GIVEN TEXT =
----------

Spalding Gray is living proof that you don't have to be crazy
to be a good artist. He's been there and back, and he's better
than ever. Gray has been a fixture on the Soho arts scene
since 1979 when he catapulted out of the Wooster Group (then
called the Performance Group) into a solo career, performing
autobiographical monologues at once comic and scary.
Witnessing his confessions was like watching someone unravel
in public -- this guy was clearly on the edge, barely masking
his inner turbulence with the polished demeanor of a veteran
performer. But five years of honing his monologues before
audiences in Soho and on tour have transformed him from a
borderline urban victim into an underground celebrity, and now
he's on the verge of something more than cult acclaim. Two
videotapes about him will premiere at the Kitchen on Sunday,
November 11 -- Bruce and Norman Yonemoto's Spalding Gray's
Map of L.A., shot while he was performing in the Olympic
Arts Festival's "Carplays" series with Marshal Efron
and Mary Woronov, and Renee Shafransky's Gray Areas, a
documentary of his recent tour of Grange halls and
senior-citizen drop-in centers throughout New England. And he
makes his film debut in The Killing Fields, Roland
Joffe's staggering portrait of the friendship between two
journalists during the fall of Cambodia.
Gray has a small part in the movie, playing the assistant to
the American ambassador at the time of the evacuation of Phnom
Penh in 1975. But the experience of spending two months in
Thailand, hobnobbing with famous actors and journalists while
recreating one of the most horrifying bloodbaths in recent
history, becomes the basis of Gray's ninth and most ambitious
monologue, the two-part Swimming to Cambodia, which
opens this week at the Performing Garage.

----------

INFORMATION GIVEN =
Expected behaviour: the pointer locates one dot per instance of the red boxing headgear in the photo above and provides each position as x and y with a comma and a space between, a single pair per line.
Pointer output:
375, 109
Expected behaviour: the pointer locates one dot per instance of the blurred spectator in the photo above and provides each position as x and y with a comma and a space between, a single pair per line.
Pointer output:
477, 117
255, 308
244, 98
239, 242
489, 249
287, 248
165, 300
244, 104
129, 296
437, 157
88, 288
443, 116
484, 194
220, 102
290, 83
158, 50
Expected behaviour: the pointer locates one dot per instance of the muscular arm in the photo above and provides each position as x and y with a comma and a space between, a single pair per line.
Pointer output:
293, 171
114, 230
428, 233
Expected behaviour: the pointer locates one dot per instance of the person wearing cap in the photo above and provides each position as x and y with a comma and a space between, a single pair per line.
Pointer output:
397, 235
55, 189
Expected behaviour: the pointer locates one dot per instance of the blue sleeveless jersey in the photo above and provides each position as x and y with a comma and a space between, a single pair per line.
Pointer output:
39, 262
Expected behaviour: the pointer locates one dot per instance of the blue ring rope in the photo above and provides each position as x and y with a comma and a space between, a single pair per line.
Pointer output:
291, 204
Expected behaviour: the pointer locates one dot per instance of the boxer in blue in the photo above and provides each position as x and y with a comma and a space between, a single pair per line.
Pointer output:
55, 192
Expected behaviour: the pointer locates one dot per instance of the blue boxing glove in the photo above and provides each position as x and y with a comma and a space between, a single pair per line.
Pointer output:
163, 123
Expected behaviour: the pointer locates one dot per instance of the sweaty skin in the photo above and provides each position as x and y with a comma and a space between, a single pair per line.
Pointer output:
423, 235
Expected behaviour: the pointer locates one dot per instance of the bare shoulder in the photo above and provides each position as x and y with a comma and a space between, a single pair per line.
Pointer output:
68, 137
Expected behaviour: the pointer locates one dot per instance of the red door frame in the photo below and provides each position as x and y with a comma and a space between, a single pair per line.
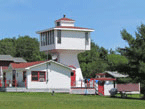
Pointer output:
73, 78
101, 87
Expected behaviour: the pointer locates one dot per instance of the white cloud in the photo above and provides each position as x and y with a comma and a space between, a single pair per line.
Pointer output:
6, 3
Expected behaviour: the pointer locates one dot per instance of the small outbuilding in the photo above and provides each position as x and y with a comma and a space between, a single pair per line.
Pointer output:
44, 76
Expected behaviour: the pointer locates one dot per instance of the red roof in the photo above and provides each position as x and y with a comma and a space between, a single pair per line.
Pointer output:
4, 67
24, 65
105, 79
100, 73
67, 19
70, 27
128, 87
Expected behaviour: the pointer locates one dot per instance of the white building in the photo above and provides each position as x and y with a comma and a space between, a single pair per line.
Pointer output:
65, 41
44, 76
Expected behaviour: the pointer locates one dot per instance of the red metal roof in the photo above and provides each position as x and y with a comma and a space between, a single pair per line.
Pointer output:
4, 67
106, 79
100, 73
24, 65
128, 87
67, 19
72, 27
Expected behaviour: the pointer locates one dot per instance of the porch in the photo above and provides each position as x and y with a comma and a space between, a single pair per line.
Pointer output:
12, 84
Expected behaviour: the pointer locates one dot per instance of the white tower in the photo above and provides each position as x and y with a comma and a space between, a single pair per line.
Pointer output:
65, 42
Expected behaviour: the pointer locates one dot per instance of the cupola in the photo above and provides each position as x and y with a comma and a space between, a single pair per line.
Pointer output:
64, 22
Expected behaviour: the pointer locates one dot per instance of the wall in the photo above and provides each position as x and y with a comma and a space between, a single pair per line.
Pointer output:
73, 40
58, 77
108, 86
70, 40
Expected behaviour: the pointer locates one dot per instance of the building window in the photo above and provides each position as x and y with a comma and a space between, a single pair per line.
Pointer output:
38, 76
48, 38
86, 38
58, 23
59, 36
24, 75
52, 37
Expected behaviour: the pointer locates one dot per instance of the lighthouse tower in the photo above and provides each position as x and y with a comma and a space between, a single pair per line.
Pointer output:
64, 42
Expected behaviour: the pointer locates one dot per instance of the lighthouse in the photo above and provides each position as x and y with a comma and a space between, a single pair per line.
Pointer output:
64, 42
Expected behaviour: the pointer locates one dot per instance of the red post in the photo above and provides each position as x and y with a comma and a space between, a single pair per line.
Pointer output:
87, 83
25, 83
81, 83
5, 83
93, 83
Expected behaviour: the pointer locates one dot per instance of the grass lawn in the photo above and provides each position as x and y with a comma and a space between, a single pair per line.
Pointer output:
65, 101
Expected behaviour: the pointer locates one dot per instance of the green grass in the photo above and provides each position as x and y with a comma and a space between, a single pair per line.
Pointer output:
65, 101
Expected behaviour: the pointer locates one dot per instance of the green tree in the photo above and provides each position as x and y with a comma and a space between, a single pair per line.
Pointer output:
135, 52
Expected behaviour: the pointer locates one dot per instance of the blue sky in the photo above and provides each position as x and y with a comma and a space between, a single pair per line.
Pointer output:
107, 17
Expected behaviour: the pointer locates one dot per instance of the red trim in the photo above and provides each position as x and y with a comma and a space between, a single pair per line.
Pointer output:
24, 78
101, 74
66, 19
25, 83
104, 79
72, 27
38, 74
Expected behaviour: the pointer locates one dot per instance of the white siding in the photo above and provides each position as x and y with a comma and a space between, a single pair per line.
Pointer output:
58, 77
73, 40
70, 40
70, 58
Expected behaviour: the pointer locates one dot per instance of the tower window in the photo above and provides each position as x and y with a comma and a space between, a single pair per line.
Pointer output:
59, 36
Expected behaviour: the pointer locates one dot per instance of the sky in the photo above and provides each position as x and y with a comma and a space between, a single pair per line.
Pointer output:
106, 17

----------

WORK INSTRUCTION A = Copy the Spalding Gray article word for word, starting with "Gray has a small" and going on through "the Performing Garage.".
WORK INSTRUCTION B = Write the next part of the Spalding Gray article, picking up after its final sentence.

EXERCISE ANSWER A =
Gray has a small part in the movie, playing the assistant to
the American ambassador at the time of the evacuation of Phnom
Penh in 1975. But the experience of spending two months in
Thailand, hobnobbing with famous actors and journalists while
recreating one of the most horrifying bloodbaths in recent
history, becomes the basis of Gray's ninth and most ambitious
monologue, the two-part Swimming to Cambodia, which
opens this week at the Performing Garage.

EXERCISE ANSWER B =
From the beginning, Gray's monologues drew inspiration from
such intensely personal artistic endeavors as Yvonne Rainer's
filmed journals and the confessional journalism associated
with "The Me Decade," but they went beyond the
merely personal and confessional in self-exposure. Three
Places in Rhode Island, the Wooster/Performance Group's
trilogy of multimedia theater pieces composed over a period of
four years by Gray with Elizabeth LeCompte was based on
Spalding's WASP upbringing. The middle section, Rumstick
Road, explicitly evoked his mother who, after her first
nervous breakdown, had a vision of Christ, became a Christian
Scientist, and, after her second breakdown, committed suicide
in 1967. The monologues sprang from a clinical self-vigilance
compounded by an extreme case of actor's narcissism. The first
two, Sex and Death to the Age 14 and Booze, Cars,
and College Girls, were much less harrowing than the Rhode
Island trilogy, partly because they dealt with childhood
experiences that anyone could relate to, and partly because
Gray was such a delightful performer: disarming in his candor,
self-mocking in his humor, thrillingly precise in his timing
and choice of detail -- qualities that characterize his work
to this day.
It wasn't until his third monologue, India (and After),
a fractured free-association on his own nervous collapse after
touring India with the Performance Group's Mother Courage
in 1976, that the root of Gray's compulsion to confess himself
in front of an audience became clear. Part of his desperation
was shared with an entire generation of young Americans who
rejected their middle-class background in the '60s,
participated in the life and death of the counterculture, and
finally internalized the post-Watergate national trauma: they
felt stranded in history, alienated, lacking any sense of
collective or individual identity. That common malaise,
sharpened by Spalding Gray's specific terror of following his
mother's example, of simply disappearing into his own lack of
faith in the world, found expression and balm in the
"talking cure" in which he dispelled his fears by
admitting them before witnesses.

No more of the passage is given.